#### [Text for analysis]
So Washington has maneuvered itself into a position where doing nothing makes political sense for everyone, at least for the moment. But when all these politically rational decisions are added up, they still amount to an absurd, discrediting way to run a government.
Across-the-board cuts are an ethical abdication. Consider one of many possible case studies: The AIDS Drug Assistance Program (ADAP), which provides domestic, need-based treatment. Funding for this program is devoted entirely to purchasing drugs, since benefits are provided through Medicaid and involve almost no administrative cost. But because ADAP is not technically a poverty program, it will be subject to the sequester. Nearly 10,000 Americans will lose access to drugs that would otherwise have been provided. Few individual politicians would choose this program for cuts. But by surrendering their power of choice, they have chosen it anyway.
The sequester also manages to be an economic distraction. Once again, it fails to address the ballooning costs of entitlement programs while making all other categories of spending pay the price. While imposing a 5.1 percent cut in domestic discretionary programs and a 7.3 percent cut in defense discretionary programs, the sequester involves a 2 percent reduction in Medicare provider payments. Yet health entitlements — Medicare, Medicaid and Obamacare — will account for all of the projected explosion in federal spending in coming decades (since all other spending combined is projected to decline as a share of the economy). The sequester obscures and avoids the true sources of long-term debt.
The American political system is not designed for efficiency. But it presupposes deliberation and leadership. The serial abdication of both eventually has an economic and human cost.

#### [Information supplied]
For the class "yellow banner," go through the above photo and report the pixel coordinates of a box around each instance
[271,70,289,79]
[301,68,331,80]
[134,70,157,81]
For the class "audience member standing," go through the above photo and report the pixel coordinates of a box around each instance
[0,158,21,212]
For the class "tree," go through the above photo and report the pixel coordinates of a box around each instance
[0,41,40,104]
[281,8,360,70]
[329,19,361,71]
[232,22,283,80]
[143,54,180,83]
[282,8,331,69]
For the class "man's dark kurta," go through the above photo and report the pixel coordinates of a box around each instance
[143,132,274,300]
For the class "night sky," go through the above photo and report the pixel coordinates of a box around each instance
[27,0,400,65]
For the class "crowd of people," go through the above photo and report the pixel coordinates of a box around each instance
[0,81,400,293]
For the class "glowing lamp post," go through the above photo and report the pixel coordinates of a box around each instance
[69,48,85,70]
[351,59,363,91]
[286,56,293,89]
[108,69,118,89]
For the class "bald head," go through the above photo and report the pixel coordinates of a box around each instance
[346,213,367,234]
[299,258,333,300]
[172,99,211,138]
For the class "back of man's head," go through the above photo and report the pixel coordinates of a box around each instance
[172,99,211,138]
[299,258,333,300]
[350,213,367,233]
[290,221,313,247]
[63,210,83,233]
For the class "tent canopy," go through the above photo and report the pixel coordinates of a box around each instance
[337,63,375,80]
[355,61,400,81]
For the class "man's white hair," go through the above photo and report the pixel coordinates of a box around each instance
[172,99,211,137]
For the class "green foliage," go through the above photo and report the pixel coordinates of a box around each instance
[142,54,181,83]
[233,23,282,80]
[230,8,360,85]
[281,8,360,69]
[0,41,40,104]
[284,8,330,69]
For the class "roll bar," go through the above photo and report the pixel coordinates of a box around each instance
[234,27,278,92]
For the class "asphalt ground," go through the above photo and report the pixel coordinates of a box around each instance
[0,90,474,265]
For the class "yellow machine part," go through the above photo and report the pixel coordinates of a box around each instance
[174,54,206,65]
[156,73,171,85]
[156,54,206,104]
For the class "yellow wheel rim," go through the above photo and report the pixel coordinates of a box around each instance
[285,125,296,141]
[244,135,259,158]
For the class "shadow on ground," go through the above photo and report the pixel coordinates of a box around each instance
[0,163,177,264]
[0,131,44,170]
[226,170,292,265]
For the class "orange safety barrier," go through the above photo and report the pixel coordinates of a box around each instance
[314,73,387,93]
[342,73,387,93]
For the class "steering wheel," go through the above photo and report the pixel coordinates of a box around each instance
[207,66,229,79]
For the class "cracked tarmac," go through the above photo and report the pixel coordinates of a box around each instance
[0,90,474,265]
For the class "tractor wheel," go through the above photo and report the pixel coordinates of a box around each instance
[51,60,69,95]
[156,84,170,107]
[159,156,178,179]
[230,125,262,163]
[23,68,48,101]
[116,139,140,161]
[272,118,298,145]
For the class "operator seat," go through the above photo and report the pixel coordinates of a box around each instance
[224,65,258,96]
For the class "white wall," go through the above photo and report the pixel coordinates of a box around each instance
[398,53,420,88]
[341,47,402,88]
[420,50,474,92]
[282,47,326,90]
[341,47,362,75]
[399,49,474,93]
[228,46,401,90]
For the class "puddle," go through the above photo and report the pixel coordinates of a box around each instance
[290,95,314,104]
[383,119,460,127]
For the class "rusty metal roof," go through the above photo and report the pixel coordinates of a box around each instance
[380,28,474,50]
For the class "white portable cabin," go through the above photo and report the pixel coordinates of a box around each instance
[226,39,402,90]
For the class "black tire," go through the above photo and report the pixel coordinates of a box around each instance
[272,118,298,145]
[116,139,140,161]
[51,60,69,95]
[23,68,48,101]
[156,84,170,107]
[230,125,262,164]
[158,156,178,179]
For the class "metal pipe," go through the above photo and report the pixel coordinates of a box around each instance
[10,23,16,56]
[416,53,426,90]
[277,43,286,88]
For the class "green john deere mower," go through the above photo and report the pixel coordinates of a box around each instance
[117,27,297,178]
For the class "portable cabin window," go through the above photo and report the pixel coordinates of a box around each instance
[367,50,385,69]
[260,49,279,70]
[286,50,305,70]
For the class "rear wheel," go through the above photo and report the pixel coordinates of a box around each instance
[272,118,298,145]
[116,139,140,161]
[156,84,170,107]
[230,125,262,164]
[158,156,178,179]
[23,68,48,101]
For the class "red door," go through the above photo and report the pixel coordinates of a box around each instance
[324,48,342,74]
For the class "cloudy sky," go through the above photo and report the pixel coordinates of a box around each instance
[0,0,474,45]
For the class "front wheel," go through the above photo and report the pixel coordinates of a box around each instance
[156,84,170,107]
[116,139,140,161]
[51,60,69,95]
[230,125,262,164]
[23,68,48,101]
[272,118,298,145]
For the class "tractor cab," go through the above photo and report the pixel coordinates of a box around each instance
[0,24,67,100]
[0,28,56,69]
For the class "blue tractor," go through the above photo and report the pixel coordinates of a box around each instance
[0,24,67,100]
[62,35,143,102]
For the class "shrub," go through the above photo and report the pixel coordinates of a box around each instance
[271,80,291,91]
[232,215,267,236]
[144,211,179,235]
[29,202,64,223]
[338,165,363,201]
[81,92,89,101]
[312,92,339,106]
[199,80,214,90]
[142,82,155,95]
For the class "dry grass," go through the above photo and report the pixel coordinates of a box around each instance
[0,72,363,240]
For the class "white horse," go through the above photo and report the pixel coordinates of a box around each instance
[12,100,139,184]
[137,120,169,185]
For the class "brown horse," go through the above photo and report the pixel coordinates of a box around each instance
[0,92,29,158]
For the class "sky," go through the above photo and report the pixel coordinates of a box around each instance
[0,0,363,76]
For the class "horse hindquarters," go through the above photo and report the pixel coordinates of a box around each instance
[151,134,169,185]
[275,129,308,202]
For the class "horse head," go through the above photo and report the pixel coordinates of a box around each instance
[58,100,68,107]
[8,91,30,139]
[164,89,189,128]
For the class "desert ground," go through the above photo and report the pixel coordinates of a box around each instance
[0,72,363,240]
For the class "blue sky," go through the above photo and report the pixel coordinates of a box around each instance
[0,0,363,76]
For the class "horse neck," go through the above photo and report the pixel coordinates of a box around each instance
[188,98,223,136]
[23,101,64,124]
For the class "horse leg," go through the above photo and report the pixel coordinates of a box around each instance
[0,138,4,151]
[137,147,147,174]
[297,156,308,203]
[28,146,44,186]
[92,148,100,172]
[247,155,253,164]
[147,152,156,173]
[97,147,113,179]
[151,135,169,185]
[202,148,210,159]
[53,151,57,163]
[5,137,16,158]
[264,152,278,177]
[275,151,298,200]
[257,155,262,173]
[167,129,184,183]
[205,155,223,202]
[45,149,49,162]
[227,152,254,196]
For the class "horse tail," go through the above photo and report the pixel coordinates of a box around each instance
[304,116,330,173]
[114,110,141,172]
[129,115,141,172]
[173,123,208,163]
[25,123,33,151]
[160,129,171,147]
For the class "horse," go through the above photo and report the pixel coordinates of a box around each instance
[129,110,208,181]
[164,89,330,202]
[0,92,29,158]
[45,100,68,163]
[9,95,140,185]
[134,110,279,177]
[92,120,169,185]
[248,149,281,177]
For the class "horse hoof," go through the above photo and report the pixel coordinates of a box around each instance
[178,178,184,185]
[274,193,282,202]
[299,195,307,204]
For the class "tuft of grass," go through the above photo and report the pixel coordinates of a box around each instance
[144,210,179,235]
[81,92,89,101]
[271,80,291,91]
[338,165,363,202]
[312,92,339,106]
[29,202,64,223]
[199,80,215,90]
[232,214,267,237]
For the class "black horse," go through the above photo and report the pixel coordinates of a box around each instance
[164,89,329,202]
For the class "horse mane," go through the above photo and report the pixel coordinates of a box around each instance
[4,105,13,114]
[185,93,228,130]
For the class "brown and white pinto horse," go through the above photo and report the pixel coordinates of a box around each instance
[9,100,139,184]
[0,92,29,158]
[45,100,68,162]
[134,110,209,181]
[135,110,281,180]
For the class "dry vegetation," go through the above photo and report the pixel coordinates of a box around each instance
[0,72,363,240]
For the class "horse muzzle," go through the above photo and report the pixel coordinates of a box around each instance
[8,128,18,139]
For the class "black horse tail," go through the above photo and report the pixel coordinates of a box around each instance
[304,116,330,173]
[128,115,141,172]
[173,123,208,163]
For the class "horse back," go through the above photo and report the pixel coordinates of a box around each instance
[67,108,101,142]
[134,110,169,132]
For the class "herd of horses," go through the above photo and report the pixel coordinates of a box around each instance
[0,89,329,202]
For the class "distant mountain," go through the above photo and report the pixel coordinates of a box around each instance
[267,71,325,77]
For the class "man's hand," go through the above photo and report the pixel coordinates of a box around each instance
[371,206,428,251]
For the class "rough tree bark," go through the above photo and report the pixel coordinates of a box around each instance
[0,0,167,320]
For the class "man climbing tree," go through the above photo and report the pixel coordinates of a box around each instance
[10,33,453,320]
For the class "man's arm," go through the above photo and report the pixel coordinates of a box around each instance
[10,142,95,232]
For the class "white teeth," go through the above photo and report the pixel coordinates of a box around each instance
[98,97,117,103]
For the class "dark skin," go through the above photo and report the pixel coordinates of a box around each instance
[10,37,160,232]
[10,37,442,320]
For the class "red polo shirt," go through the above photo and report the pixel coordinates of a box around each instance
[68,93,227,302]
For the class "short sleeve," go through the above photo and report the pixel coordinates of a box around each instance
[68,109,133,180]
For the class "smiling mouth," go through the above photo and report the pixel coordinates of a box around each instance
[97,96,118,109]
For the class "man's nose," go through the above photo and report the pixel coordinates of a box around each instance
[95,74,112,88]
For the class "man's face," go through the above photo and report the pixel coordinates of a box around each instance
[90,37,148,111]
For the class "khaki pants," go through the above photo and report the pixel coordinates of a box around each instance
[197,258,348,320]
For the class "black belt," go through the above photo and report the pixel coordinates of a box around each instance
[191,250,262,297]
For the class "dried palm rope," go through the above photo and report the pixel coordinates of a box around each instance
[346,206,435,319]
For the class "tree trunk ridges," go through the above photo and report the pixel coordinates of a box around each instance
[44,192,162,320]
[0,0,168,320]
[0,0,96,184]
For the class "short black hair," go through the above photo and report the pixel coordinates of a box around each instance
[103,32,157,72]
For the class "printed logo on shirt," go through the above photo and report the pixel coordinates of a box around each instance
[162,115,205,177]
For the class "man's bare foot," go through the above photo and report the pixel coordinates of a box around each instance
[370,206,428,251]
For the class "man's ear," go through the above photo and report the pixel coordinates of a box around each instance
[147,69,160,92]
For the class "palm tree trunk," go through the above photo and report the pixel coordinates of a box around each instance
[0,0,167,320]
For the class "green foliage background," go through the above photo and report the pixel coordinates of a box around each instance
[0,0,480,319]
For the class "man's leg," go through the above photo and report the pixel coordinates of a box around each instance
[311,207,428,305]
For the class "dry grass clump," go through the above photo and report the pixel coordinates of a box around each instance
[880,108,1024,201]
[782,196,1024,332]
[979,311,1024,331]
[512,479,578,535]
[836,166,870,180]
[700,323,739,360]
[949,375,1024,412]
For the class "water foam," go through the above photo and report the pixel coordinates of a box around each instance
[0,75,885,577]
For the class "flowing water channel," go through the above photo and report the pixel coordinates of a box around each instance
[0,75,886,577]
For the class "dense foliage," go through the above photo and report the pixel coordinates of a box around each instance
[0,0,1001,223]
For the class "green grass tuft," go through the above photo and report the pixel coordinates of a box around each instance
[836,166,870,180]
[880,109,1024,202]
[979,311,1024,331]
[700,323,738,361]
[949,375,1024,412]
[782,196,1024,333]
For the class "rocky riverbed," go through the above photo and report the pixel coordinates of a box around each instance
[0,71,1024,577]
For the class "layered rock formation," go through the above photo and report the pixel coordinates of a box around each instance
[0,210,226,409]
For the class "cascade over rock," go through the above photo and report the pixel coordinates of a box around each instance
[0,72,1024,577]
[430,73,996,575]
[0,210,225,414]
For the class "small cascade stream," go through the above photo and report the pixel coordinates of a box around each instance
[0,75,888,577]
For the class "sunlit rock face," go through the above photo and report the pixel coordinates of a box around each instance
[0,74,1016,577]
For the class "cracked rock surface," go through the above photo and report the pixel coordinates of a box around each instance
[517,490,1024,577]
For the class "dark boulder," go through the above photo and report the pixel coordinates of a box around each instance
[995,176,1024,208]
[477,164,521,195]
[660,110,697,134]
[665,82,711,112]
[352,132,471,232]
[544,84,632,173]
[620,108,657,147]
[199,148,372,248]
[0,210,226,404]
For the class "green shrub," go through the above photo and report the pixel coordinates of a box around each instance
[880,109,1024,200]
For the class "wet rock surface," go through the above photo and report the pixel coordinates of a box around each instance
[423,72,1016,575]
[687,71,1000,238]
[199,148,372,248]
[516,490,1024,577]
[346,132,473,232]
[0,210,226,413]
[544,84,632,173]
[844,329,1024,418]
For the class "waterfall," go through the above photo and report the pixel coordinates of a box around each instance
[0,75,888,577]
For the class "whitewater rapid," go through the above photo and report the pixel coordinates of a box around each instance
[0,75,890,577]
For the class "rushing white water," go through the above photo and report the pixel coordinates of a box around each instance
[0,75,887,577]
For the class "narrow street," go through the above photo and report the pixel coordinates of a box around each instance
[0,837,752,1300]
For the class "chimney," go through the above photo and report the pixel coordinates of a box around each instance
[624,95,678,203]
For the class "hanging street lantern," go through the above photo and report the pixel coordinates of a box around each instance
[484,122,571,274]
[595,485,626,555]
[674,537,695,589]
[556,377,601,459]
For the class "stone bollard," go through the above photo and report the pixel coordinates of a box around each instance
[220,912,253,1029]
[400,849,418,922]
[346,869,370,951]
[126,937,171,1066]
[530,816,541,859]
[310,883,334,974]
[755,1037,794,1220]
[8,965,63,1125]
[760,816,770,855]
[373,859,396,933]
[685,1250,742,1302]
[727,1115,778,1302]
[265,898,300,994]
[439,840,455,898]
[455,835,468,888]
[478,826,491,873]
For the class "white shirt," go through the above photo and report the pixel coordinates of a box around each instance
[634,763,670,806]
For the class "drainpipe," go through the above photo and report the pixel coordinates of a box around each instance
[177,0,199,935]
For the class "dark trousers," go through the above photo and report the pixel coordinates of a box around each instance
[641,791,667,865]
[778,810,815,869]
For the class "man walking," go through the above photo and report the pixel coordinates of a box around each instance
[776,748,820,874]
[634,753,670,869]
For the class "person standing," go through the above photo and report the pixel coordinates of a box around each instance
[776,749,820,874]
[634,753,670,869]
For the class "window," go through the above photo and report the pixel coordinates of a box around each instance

#### [Task requirements]
1 > Translate this sentence from the sequester piece into Spanish: "The American political system is not designed for efficiency."
2 > From the sequester piece, pull out the part starting with "The sequester also" and going on through "of long-term debt.".
3 > According to the sequester piece, how many Americans will lose access to drugs from the AIDS Drug Assistance Program?

#### [Exercise answers]
1 > El sistema político estadounidense no está diseñado para la eficiencia.

2 >
The sequester also manages to be an economic distraction. Once again, it fails to address the ballooning costs of entitlement programs while making all other categories of spending pay the price. While imposing a 5.1 percent cut in domestic discretionary programs and a 7.3 percent cut in defense discretionary programs, the sequester involves a 2 percent reduction in Medicare provider payments. Yet health entitlements — Medicare, Medicaid and Obamacare — will account for all of the projected explosion in federal spending in coming decades (since all other spending combined is projected to decline as a share of the economy). The sequester obscures and avoids the true sources of long-term debt.

3 > Nearly 10,000 Americans.